#### EXTRAIT FOURNI ####

J’aimerais revenir sur la prétendue naïveté politique de la zététique et du scepticisme. Les croyances sur lesquelles nous travaillons partagent des mécanismes communs.

  • Le créationnisme, le conspirationnisme, le négationnisme, la pseudo-archéologie et la réécriture de l’histoire à travers des récits nationaux sont des phénomènes plus proches qu’on pourrait le croire à première vue. Ce serait peut-être une bonne idée d’essayer de les comprendre.
  • Le recours à l’homéopathie, aux médecines alternatives est fortement lié à certaines dérives sectaires, à l’antivaccisme, à l’opposition aux masques en pleine pandémie, aux récits alternatifs sur le virus,… etc. Et tout cela a des conséquences très sérieuses sur la santé publique. En zététique on l’a compris depuis pas mal de temps.
  • Analyser l’homéopathie ou les croyances dans les « preuves du paranormal » ça éclaire les mécanismes d’adhésion à des discours qui nient la réalité. Si ça se trouve, ce serait utile politiquement. Les militants politiques pourraient apprendre des choses de ces mécanismes.

####

COMPLÉTEZ CE QUI SUIT:
a - Recopiez le passage de l'extrait sur la zététique allant de « J’aimerais revenir sur » jusqu'à « de les comprendre. », en remplaçant « conspirationnisme » par « complotisme ».
b - D'après l'extrait sur la zététique, qui pourrait apprendre des choses des mécanismes d'adhésion à des discours qui nient la réalité ?
c - Pour chaque affirmation, indiquez si elle concorde avec l'extrait sur la zététique, en citant les mots décisifs du texte.
(i) Le négationnisme et la pseudo-archéologie sont présentés comme plus proches qu'il n'y paraît à première vue.
(ii) La zététique n'a compris que récemment les conséquences de ces croyances sur la santé publique.
(iii) L'analyse de l'homéopathie est présentée comme dépourvue de toute utilité politique.

#### DONNÉES FOURNIES ####

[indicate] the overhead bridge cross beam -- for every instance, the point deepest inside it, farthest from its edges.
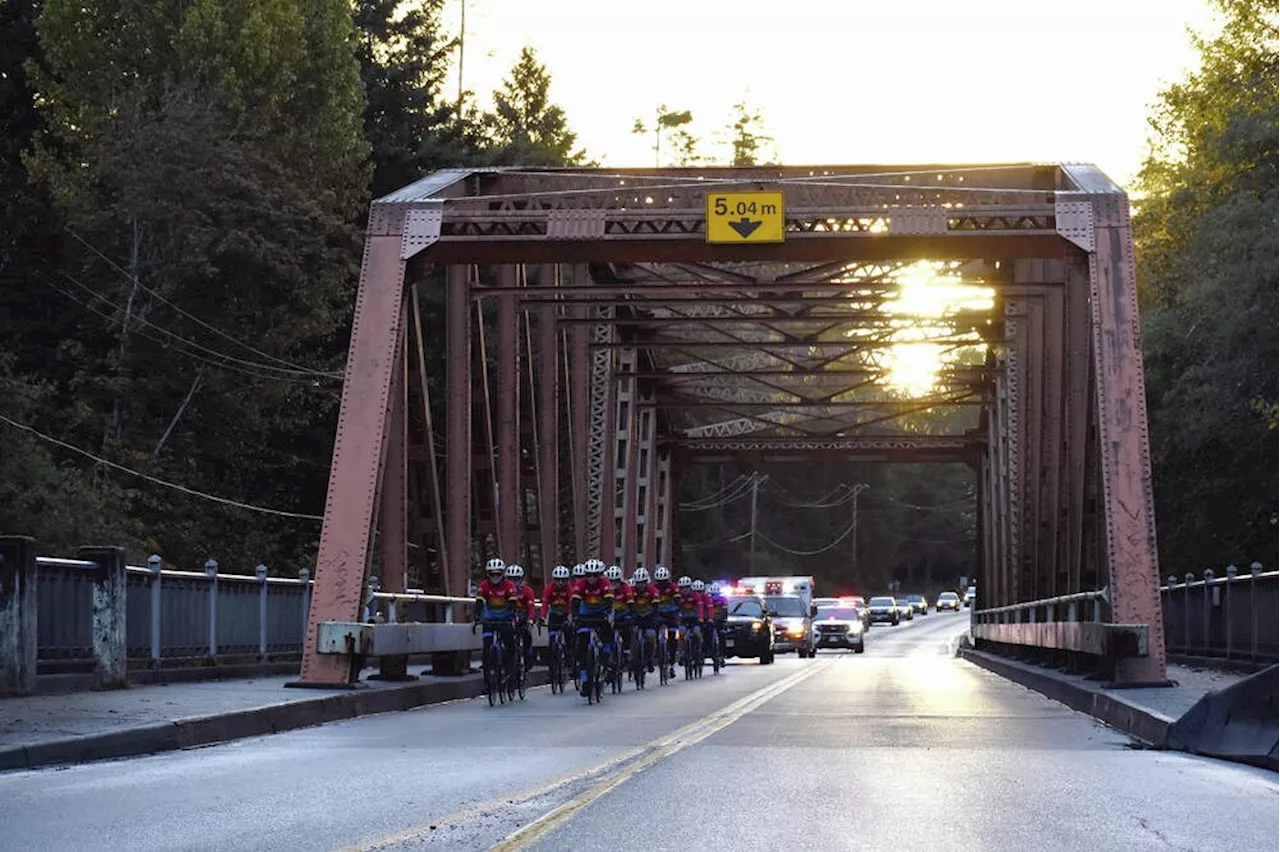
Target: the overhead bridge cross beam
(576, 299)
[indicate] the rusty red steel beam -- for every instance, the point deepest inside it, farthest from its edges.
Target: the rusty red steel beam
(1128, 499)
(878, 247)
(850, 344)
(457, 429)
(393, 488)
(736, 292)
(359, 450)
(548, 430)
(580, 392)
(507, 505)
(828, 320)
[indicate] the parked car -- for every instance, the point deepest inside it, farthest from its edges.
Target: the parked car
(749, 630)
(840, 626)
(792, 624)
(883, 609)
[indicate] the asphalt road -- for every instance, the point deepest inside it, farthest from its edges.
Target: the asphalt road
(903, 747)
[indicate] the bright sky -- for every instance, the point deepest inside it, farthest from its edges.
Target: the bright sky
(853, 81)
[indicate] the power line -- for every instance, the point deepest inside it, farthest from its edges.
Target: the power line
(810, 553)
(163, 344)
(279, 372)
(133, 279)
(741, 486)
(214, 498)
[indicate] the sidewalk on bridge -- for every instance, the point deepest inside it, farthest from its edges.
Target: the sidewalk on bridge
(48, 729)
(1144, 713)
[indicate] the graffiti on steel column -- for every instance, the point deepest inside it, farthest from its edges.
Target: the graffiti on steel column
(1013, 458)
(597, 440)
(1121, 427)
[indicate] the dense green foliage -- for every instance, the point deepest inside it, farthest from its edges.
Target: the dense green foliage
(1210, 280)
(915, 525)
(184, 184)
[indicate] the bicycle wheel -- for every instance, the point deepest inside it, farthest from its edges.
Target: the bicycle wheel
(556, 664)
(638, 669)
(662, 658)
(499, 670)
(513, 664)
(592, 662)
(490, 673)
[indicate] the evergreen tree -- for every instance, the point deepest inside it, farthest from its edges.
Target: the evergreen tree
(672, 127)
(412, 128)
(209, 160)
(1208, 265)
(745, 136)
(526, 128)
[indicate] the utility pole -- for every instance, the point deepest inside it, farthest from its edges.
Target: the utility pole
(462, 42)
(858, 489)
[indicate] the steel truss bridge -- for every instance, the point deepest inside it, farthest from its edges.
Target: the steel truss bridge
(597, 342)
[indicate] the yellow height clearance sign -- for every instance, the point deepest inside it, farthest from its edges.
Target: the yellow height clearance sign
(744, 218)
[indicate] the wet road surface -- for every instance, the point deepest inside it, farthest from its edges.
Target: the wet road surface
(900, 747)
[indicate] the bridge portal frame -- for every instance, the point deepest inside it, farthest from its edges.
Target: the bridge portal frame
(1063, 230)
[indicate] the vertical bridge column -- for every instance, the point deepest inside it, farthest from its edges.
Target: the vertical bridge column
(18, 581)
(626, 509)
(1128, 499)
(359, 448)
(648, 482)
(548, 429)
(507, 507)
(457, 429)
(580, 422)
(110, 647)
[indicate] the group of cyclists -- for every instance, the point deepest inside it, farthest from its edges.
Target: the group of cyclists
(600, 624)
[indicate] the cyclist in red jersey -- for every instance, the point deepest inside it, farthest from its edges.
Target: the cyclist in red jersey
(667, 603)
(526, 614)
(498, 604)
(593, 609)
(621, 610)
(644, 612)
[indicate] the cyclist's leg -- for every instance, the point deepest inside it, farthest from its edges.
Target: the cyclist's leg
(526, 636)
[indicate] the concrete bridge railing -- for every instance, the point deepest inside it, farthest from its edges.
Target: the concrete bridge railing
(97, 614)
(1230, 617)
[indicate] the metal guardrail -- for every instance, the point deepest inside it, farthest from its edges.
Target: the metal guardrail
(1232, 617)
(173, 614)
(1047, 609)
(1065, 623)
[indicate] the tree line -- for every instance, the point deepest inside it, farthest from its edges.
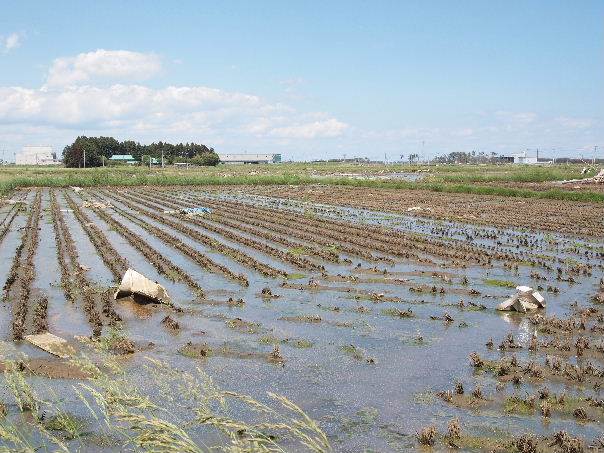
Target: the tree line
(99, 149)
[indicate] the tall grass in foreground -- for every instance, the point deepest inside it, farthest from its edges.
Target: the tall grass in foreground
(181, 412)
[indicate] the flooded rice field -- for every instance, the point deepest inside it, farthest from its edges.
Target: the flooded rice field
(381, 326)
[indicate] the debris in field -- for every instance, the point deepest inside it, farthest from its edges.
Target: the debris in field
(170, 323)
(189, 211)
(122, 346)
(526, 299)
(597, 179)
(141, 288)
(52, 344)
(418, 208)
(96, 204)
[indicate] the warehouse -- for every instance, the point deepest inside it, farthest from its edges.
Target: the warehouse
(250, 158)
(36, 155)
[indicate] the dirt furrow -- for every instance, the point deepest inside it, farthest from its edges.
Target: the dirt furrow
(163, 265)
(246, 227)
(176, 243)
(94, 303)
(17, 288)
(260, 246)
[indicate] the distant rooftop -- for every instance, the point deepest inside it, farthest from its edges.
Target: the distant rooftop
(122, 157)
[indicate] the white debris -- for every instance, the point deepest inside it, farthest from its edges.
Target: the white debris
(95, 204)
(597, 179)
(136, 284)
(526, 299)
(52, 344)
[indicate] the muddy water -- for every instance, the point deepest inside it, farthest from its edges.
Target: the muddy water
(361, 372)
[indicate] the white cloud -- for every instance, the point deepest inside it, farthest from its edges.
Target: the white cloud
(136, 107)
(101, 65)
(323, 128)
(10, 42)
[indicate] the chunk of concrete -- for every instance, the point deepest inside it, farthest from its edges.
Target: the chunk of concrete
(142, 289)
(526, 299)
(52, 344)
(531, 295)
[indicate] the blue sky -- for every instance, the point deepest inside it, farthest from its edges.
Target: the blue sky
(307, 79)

####

RÉPONSES PAR CONSIGNE:
a -
J’aimerais revenir sur la prétendue naïveté politique de la zététique et du scepticisme. Les croyances sur lesquelles nous travaillons partagent des mécanismes communs.

  • Le créationnisme, le complotisme, le négationnisme, la pseudo-archéologie et la réécriture de l’histoire à travers des récits nationaux sont des phénomènes plus proches qu’on pourrait le croire à première vue. Ce serait peut-être une bonne idée d’essayer de les comprendre.

b - Les militants politiques.

c -
(i) Oui : « sont des phénomènes plus proches qu’on pourrait le croire à première vue ».
(ii) Non : « En zététique on l’a compris depuis pas mal de temps. »
(iii) Non : « Si ça se trouve, ce serait utile politiquement. »